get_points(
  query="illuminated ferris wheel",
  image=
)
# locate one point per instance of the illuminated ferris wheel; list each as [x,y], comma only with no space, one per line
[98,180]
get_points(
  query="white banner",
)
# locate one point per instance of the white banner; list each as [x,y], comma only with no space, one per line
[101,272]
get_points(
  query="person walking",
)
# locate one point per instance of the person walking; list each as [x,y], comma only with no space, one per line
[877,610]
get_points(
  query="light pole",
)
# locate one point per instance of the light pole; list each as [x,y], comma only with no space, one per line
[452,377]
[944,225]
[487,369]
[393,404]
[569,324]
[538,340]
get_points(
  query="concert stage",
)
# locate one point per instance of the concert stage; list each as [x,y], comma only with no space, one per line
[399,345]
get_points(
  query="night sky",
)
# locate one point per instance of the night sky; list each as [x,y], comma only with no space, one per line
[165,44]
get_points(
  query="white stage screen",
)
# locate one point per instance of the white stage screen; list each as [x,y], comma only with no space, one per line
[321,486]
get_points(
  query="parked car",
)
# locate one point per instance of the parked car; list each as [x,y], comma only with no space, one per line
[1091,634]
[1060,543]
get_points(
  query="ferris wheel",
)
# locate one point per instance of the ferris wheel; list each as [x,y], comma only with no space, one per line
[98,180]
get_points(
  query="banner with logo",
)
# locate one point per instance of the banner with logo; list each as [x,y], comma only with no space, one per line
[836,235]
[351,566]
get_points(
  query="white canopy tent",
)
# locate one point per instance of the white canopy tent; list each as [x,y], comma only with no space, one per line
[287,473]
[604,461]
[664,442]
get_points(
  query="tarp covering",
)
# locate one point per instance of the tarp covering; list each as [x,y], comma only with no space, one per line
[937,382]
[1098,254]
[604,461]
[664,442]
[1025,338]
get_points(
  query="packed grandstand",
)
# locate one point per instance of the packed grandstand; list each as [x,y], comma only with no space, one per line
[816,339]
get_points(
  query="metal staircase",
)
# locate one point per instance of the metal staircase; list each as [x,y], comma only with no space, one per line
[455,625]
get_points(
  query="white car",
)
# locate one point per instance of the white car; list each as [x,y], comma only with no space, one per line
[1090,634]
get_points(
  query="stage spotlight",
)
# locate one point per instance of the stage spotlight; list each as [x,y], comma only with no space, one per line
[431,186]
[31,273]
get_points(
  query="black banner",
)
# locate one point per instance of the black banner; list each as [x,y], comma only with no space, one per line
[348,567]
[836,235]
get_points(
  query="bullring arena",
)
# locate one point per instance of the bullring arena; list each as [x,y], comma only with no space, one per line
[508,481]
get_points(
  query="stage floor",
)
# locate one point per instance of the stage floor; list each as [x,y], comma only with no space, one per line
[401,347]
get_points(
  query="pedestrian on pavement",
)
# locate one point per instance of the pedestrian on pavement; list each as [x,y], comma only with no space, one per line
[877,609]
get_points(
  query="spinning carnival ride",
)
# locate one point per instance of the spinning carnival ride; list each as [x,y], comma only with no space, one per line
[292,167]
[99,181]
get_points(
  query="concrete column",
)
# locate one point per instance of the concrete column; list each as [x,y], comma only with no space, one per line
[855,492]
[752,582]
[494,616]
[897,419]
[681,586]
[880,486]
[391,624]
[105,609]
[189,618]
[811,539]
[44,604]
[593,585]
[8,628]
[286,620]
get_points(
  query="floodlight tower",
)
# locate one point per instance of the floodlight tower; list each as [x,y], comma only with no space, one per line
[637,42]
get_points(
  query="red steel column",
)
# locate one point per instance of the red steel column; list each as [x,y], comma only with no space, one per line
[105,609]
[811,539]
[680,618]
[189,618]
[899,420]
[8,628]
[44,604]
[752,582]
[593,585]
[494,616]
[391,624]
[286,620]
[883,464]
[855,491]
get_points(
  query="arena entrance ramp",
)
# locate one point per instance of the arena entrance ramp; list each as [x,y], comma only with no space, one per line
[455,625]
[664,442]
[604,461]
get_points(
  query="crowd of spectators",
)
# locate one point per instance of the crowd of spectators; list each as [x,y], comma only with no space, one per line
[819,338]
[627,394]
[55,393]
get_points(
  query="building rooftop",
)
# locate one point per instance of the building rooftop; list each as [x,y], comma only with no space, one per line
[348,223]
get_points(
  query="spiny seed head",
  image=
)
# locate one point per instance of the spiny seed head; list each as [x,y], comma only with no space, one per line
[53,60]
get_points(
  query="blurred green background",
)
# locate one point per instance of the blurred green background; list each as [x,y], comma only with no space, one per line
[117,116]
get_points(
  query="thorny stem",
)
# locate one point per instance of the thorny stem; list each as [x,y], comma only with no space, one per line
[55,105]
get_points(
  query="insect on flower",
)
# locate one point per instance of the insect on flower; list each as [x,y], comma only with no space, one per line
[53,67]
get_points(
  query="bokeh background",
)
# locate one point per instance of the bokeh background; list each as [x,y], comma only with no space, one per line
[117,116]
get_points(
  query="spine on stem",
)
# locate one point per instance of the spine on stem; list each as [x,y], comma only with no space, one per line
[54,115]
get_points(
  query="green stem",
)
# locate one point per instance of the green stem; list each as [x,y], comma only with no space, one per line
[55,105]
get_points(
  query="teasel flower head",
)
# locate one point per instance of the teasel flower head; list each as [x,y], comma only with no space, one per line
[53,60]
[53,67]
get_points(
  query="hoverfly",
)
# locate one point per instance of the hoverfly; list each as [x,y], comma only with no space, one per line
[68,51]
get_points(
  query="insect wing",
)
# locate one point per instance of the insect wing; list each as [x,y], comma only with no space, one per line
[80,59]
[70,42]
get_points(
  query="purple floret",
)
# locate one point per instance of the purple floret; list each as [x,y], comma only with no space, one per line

____________________

(WHAT NEEDS TO BE DONE): Please pick out and copy every line of the entries above that contains the word "logo".

(FULL RESPONSE):
  query="banner with logo",
# locate one point per instance of the banner with logo; list each as [x,y], comma only with no space, one per line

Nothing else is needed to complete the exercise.